- TASK INPUT -
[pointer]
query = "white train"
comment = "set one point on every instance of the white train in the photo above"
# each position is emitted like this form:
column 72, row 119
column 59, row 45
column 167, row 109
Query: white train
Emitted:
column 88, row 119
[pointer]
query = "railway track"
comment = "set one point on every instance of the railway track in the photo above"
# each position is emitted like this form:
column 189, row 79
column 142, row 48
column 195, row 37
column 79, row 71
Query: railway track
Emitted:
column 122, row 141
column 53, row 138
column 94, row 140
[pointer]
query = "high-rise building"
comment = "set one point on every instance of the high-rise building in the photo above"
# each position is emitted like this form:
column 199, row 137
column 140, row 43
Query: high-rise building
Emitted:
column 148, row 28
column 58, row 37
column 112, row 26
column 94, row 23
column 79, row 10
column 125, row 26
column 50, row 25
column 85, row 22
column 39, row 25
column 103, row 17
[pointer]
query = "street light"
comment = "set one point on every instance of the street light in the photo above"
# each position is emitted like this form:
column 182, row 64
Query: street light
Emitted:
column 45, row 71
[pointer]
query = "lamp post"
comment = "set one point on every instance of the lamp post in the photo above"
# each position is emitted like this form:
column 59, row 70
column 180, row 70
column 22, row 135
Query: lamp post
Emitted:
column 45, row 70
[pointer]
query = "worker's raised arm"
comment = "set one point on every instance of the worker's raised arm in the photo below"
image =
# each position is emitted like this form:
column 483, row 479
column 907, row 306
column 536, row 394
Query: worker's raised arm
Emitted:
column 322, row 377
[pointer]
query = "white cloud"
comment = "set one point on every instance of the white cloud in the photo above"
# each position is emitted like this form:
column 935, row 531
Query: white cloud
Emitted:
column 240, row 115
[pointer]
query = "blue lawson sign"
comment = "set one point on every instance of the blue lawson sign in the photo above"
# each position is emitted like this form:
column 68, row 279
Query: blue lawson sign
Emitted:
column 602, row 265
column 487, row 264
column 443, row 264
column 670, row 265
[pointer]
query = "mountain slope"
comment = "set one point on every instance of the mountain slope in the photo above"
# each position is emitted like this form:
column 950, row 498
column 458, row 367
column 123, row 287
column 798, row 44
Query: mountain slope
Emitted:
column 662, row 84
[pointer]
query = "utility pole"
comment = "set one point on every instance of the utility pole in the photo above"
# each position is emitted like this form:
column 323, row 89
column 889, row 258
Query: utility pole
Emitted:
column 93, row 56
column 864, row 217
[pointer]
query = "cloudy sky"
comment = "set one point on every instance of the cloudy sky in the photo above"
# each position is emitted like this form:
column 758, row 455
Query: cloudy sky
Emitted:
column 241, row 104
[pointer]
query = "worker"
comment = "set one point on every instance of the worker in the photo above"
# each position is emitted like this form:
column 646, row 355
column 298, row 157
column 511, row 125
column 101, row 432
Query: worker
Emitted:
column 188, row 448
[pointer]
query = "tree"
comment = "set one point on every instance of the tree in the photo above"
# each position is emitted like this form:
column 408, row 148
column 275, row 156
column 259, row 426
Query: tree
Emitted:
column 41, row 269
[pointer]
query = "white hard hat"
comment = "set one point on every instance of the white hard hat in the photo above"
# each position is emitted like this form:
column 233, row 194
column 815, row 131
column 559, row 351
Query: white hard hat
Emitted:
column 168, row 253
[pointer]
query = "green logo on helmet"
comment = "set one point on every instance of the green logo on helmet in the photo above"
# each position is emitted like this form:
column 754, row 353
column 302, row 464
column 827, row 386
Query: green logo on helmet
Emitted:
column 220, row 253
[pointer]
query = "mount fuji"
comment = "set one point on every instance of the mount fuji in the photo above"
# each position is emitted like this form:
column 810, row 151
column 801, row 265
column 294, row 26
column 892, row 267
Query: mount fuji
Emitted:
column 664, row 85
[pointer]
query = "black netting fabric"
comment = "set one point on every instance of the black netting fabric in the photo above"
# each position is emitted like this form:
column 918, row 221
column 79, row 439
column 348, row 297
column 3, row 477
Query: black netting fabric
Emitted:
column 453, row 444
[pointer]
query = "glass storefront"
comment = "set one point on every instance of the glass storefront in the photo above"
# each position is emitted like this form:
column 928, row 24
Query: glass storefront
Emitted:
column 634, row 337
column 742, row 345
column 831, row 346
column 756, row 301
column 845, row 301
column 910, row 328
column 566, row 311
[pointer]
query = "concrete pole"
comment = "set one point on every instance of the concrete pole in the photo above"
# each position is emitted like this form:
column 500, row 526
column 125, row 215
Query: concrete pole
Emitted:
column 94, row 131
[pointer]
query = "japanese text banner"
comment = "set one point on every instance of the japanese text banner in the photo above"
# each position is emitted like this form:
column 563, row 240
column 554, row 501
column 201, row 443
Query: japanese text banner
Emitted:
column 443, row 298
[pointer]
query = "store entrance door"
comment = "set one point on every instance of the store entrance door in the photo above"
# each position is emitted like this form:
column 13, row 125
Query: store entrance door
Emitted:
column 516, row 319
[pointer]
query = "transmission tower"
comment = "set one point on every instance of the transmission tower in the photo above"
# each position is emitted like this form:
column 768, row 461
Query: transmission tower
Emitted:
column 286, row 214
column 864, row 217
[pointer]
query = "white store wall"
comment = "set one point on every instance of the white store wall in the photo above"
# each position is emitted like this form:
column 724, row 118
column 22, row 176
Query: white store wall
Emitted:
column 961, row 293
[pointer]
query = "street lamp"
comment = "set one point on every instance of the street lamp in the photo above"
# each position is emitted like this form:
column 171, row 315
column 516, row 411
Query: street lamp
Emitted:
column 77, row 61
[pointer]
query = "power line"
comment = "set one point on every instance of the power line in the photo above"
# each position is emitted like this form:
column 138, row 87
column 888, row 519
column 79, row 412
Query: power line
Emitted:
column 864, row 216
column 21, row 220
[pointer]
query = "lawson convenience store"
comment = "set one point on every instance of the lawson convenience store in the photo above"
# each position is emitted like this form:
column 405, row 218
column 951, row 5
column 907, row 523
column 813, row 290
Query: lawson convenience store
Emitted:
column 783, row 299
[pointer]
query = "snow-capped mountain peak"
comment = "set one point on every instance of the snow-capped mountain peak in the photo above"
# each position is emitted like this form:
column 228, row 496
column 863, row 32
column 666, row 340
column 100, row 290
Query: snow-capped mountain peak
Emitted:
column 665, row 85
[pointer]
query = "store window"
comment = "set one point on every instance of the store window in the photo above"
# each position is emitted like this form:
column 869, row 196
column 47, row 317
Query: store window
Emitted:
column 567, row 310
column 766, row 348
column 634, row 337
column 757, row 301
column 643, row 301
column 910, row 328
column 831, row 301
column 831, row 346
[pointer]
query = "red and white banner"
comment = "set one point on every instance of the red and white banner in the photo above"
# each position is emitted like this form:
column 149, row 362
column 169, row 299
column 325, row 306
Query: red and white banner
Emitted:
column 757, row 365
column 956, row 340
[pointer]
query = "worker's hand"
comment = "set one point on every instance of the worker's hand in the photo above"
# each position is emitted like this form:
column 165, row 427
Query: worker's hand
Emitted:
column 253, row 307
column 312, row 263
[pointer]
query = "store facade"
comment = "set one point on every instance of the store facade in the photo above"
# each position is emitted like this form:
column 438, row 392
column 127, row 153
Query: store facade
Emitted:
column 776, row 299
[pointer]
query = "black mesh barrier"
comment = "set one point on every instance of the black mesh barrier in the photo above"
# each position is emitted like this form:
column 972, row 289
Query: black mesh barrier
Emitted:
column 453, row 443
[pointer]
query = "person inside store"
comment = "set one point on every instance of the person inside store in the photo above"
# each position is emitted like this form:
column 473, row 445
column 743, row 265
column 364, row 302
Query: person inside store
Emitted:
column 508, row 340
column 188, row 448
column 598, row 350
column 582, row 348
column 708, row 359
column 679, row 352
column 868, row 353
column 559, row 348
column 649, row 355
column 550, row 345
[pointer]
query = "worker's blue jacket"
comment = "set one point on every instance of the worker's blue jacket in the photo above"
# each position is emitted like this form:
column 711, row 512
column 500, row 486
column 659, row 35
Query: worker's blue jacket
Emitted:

- WORK TO COMPLETE -
Show, from the listing above, every line holding the word "power".

- WORKED SOLUTION -
query = "power line"
comment = "set one point on every instance of the power line in the photo above"
Query: power line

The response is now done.